Excerpts from a detection dataset:
++++

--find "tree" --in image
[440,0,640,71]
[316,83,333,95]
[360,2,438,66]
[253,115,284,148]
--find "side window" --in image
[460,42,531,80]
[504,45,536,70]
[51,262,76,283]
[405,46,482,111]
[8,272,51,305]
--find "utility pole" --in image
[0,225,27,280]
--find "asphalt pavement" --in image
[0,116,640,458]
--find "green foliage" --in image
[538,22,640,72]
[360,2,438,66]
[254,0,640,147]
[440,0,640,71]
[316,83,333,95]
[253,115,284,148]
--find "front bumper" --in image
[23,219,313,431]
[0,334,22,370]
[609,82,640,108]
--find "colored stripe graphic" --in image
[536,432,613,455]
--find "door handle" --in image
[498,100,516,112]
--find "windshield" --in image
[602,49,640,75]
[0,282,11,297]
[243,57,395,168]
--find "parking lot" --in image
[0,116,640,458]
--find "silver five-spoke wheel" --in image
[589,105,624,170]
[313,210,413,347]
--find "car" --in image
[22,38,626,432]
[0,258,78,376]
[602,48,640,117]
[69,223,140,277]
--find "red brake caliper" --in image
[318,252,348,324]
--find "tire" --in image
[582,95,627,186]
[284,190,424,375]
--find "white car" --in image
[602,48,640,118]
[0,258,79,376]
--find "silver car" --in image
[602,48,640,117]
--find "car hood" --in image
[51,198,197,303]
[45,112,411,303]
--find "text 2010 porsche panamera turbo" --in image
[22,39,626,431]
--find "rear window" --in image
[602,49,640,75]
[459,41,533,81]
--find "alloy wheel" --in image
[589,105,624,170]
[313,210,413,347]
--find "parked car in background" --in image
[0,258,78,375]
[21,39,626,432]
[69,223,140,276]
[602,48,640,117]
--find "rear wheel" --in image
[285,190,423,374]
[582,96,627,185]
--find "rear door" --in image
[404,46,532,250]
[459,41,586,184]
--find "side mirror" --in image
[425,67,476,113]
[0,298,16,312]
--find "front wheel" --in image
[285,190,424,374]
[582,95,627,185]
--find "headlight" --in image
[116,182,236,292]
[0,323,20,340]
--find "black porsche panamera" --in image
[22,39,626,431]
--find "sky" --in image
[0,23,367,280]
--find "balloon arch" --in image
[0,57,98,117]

++++

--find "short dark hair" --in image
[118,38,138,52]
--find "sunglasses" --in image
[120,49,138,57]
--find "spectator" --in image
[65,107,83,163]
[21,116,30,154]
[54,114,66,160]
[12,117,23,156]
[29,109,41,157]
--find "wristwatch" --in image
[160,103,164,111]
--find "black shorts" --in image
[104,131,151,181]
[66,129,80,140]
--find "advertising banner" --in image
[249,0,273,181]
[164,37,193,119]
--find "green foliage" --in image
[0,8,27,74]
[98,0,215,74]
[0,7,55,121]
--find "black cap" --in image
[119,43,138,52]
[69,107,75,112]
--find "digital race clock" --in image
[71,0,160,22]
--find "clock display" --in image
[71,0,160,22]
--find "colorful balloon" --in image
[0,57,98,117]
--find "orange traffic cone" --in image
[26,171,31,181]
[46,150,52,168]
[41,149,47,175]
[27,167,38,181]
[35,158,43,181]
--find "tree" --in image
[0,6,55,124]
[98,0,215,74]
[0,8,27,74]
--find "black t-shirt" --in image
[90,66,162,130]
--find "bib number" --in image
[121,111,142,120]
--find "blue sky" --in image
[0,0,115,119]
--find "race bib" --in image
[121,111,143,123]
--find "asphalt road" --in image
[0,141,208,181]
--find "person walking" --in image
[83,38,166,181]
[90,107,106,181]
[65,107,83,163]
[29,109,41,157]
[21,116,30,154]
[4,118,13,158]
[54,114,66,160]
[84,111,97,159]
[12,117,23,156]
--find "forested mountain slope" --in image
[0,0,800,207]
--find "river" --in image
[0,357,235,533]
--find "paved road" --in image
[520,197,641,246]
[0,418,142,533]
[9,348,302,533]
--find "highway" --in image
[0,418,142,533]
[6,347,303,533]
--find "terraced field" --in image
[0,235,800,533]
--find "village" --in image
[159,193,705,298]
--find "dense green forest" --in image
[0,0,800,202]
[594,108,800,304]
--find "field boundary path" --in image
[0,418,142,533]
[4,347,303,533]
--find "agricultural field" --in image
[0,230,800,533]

++++

[What you need to do]:
Gather every line of the data above that contains the string "clock".

[Written answer]:
--find "digital race clock" --in image
--find "clock display" --in image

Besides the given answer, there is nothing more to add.